Output all the data exactly as it appears below.

_Dataset entries_
▼

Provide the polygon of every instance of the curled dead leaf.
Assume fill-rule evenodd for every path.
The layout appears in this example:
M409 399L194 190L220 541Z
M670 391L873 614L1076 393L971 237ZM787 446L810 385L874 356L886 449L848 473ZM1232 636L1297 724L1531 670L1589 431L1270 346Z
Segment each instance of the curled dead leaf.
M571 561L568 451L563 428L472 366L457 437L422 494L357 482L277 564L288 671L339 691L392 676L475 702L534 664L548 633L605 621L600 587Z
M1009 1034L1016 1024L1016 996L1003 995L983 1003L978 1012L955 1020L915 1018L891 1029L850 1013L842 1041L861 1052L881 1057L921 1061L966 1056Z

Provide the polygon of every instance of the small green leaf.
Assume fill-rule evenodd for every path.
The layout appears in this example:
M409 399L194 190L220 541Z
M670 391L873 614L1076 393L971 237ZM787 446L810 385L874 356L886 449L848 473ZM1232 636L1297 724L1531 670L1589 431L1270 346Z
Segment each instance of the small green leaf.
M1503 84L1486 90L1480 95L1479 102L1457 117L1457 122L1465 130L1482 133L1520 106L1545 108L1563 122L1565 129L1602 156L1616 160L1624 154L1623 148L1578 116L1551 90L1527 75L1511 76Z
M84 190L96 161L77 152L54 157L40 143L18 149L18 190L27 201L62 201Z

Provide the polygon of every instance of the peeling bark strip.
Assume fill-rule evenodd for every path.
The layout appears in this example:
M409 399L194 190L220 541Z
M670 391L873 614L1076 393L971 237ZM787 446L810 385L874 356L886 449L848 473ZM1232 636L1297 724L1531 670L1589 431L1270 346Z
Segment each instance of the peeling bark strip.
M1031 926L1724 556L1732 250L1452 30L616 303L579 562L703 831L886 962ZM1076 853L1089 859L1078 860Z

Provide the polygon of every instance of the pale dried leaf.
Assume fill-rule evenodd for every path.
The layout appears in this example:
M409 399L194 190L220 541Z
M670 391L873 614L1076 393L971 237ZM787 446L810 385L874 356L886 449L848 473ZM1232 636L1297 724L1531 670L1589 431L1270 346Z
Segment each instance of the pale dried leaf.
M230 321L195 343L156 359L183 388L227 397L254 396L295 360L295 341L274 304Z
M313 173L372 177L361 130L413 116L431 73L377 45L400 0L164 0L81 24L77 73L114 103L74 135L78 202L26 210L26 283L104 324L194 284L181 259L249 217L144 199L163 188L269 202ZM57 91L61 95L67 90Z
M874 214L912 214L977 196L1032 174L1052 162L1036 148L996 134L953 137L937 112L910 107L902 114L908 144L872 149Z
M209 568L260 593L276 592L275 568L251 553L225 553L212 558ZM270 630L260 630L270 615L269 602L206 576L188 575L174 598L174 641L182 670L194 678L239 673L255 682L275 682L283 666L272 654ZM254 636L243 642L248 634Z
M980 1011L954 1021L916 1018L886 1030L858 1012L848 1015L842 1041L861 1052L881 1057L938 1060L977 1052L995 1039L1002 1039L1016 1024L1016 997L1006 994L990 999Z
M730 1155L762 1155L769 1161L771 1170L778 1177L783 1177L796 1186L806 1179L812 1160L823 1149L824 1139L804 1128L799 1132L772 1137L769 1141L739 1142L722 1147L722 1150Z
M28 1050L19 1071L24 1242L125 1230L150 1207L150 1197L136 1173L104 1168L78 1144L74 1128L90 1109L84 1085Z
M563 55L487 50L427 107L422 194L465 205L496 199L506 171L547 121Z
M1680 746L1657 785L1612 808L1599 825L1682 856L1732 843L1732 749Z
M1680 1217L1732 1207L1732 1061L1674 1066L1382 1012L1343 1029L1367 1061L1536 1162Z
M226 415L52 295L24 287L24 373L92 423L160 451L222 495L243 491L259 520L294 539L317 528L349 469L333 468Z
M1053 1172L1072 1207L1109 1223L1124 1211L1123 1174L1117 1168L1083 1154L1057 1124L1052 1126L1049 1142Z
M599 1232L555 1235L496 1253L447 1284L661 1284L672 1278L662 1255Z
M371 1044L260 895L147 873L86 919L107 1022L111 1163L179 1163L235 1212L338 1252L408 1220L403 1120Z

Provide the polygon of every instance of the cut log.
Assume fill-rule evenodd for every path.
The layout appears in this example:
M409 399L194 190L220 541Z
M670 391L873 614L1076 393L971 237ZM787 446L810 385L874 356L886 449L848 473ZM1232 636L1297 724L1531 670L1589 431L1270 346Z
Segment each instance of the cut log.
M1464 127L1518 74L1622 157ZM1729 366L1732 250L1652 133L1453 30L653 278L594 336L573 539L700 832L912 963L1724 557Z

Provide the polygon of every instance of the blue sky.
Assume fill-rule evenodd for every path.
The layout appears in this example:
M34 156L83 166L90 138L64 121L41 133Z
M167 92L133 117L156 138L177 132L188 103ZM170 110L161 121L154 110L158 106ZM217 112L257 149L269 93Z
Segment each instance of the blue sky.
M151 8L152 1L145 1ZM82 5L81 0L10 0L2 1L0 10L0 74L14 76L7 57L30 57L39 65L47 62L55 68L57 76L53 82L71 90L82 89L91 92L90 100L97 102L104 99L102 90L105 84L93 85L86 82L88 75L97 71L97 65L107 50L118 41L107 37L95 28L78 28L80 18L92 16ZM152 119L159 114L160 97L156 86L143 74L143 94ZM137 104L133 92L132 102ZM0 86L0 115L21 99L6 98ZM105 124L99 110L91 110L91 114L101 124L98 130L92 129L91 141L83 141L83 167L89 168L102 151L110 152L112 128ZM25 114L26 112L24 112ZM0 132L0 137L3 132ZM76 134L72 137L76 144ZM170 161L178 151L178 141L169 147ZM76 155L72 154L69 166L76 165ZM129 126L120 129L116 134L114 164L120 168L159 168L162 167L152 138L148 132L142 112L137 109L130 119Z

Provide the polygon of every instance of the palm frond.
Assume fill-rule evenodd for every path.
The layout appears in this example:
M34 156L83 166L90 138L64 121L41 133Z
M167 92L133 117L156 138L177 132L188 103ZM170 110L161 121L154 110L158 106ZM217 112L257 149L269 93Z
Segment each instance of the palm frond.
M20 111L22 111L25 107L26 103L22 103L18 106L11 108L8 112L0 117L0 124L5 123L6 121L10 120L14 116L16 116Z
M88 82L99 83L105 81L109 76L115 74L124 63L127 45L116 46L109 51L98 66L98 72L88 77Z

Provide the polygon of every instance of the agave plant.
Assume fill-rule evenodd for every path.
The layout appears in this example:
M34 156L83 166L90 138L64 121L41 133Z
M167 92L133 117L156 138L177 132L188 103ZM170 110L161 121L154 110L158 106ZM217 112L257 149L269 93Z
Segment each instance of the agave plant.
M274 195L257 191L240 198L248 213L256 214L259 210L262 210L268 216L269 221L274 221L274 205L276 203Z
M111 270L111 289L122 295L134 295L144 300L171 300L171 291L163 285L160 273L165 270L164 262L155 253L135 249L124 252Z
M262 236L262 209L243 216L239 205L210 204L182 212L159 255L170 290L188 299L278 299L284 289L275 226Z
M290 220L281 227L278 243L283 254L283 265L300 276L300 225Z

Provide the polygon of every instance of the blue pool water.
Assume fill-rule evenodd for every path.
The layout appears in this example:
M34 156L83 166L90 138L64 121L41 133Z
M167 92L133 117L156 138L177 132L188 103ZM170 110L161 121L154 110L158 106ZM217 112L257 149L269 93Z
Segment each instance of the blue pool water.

▲

_WRITTEN SOLUTION_
Provide the polygon of every instance of the curled dead leaf.
Assume fill-rule evenodd for every path.
The layout appears in this example:
M409 399L194 190L220 541Z
M670 391L873 614L1076 393L971 237ZM787 446L810 385L874 356L886 449L848 473ZM1232 636L1297 724L1531 670L1589 431L1270 346Z
Segment each instance of the curled dead leaf.
M571 561L568 451L563 428L472 366L457 437L422 494L357 482L277 564L288 671L339 691L392 676L475 702L534 664L548 633L605 621L600 587Z
M1009 1034L1016 1024L1016 996L1003 995L983 1003L978 1012L955 1020L915 1018L891 1029L850 1013L842 1041L861 1052L881 1057L921 1061L966 1056Z

Provide the polygon of every instance of the small green leaf.
Assume fill-rule evenodd for every path.
The layout appears in this example:
M409 399L194 190L220 541Z
M670 391L873 614L1076 393L971 237ZM787 446L810 385L874 356L886 449L848 473ZM1232 636L1297 724L1531 670L1589 431L1270 346Z
Segment each instance of the small green leaf.
M1503 84L1486 90L1480 95L1479 102L1457 117L1457 122L1465 130L1482 133L1520 106L1545 108L1563 122L1565 129L1602 156L1616 160L1624 154L1623 148L1578 116L1551 90L1527 75L1511 76Z
M84 190L96 161L77 152L54 157L40 143L18 149L18 190L27 201L62 201Z

Provide the polygon of every instance of the peeling bark strip.
Assume fill-rule evenodd for every path.
The layout appears in this example:
M409 399L194 190L220 541Z
M670 391L873 614L1076 393L971 237ZM787 446L810 385L874 356L886 449L848 473ZM1232 636L1297 724L1531 670L1589 431L1270 346Z
Segment each instance of the peeling bark strip.
M1031 926L1724 556L1732 250L1452 30L616 303L579 562L703 831L886 962ZM1076 853L1089 859L1078 860Z

Provide the polygon of every instance of the pale dried leaf.
Assume fill-rule evenodd for every path.
The layout appears in this example:
M409 399L194 190L220 541Z
M670 391L873 614L1076 393L971 237ZM787 446L810 385L874 356L886 449L848 473ZM1232 636L1297 724L1531 670L1589 431L1270 346Z
Segment each instance of the pale dried leaf.
M230 321L195 343L156 359L183 388L227 397L254 396L295 360L295 341L274 304Z
M313 173L372 177L361 130L413 116L431 73L377 45L400 0L164 0L81 24L77 73L114 103L74 135L78 202L26 210L26 283L104 324L194 284L181 259L249 217L144 199L163 188L269 202ZM57 91L61 95L67 90Z
M874 214L912 214L977 196L1032 174L1052 162L1036 148L996 134L953 137L937 112L910 107L902 114L908 144L872 149Z
M209 568L260 593L276 592L275 568L251 553L225 553L212 558ZM270 630L260 630L270 615L269 602L206 576L188 575L174 598L174 641L182 670L194 678L239 673L255 682L275 682L283 666L272 654ZM254 636L243 642L248 634Z
M980 1011L954 1021L916 1018L886 1030L858 1012L848 1015L842 1041L861 1052L881 1057L938 1060L977 1052L995 1039L1002 1039L1016 1024L1016 997L1006 994L990 999Z
M730 1155L762 1155L769 1161L771 1170L778 1177L783 1177L796 1186L806 1179L812 1160L823 1149L824 1139L804 1128L799 1132L772 1137L769 1141L739 1142L722 1147L722 1150Z
M28 1050L19 1071L24 1242L125 1230L150 1207L150 1197L136 1173L104 1168L78 1144L74 1128L90 1109L84 1085Z
M563 55L487 50L427 107L422 194L465 205L496 199L506 171L547 121Z
M1680 746L1657 785L1612 808L1599 825L1682 856L1732 843L1732 749Z
M1680 1217L1732 1207L1732 1061L1674 1066L1382 1012L1343 1029L1367 1061L1536 1162Z
M226 415L52 295L24 287L24 373L92 423L160 451L222 495L243 491L259 520L294 539L317 528L349 469L333 468Z
M1053 1172L1072 1207L1109 1223L1124 1211L1123 1174L1117 1168L1083 1154L1057 1124L1052 1126L1049 1142Z
M599 1232L555 1235L496 1253L447 1284L661 1284L672 1278L662 1255Z
M371 1044L260 895L147 873L86 919L107 1022L111 1163L179 1163L235 1212L338 1252L408 1220L403 1120Z

Provide the polygon of every instance of the cut log.
Assume fill-rule evenodd for every path.
The layout appears in this example:
M409 399L194 190L220 541Z
M670 391L873 614L1076 393L971 237ZM787 446L810 385L874 356L886 449L848 473ZM1232 636L1297 724L1531 670L1589 431L1270 346Z
Segment each instance of the cut log.
M1464 127L1518 74L1622 157ZM1729 366L1732 250L1652 133L1453 30L653 278L594 336L573 539L700 832L912 963L1724 557Z

Provide the polygon of every instance of the blue sky.
Assume fill-rule evenodd for every path.
The layout appears in this example:
M34 156L83 166L90 138L64 121L41 133Z
M167 92L133 117L156 138L177 132L188 103ZM170 110L161 121L154 110L158 106ZM217 112L257 149L269 93Z
Segment each instance of the blue sky.
M151 8L152 1L145 1ZM82 5L81 0L10 0L2 1L0 10L0 74L14 76L7 57L30 57L39 65L47 62L55 68L57 76L53 82L71 90L82 89L91 92L90 100L97 102L104 99L102 90L105 84L93 85L86 82L88 75L97 71L97 65L107 50L118 41L107 37L95 28L78 28L80 18L92 16ZM152 119L159 114L160 97L156 86L143 74L143 94ZM137 104L133 92L132 102ZM0 86L0 115L21 99L6 98ZM105 124L99 110L91 110L91 114L101 124L98 130L92 129L91 141L83 141L83 167L89 168L102 151L110 152L112 128ZM25 114L26 112L24 112ZM0 132L0 137L3 132ZM76 134L72 137L76 144ZM170 161L178 151L178 141L169 147ZM76 155L72 154L69 166L76 165ZM129 126L120 129L116 134L114 164L120 168L159 168L162 167L152 138L148 132L142 112L137 109L130 119Z

Provide the polygon of every instance of the palm frond.
Assume fill-rule evenodd for every path.
The layout appears in this example:
M34 156L83 166L90 138L64 121L41 133Z
M167 92L133 117L156 138L177 132L188 103ZM170 110L161 121L154 110L158 106ZM217 112L257 149L269 93Z
Segment each instance of the palm frond.
M20 111L22 111L25 107L26 103L22 103L18 106L11 108L8 112L0 117L0 124L5 123L6 121L10 120L14 116L16 116Z
M88 82L99 83L105 81L109 76L115 74L124 63L127 45L116 46L109 51L98 66L98 72L88 77Z

Provide the polygon of every instance of the agave plant.
Assume fill-rule evenodd for every path.
The layout appears in this example:
M34 156L83 166L90 138L64 121L41 133Z
M167 92L133 117L156 138L177 132L188 103ZM170 110L161 121L154 110L158 106ZM217 112L257 149L269 93Z
Segment each instance of the agave plant.
M274 195L257 191L240 198L248 213L256 214L259 210L262 210L268 216L269 221L274 221L274 205L276 203Z
M111 270L111 289L122 295L134 295L144 300L171 300L171 291L163 285L160 273L165 270L164 262L155 253L135 249L124 252Z
M262 236L262 209L243 216L239 205L210 204L182 212L159 255L170 290L188 299L278 299L284 289L275 226Z
M290 220L281 227L278 243L283 254L283 265L300 276L300 225Z

Provide the polygon of every instance of the blue pool water.
Assume fill-rule evenodd for every path.
The layout appears in this example:
M34 156L83 166L90 138L64 121L41 133Z
M167 92L133 117L156 138L177 132L188 103ZM170 110L161 121L154 110L158 106ZM217 112L257 149L269 93Z
Segment each instance of the blue pool water.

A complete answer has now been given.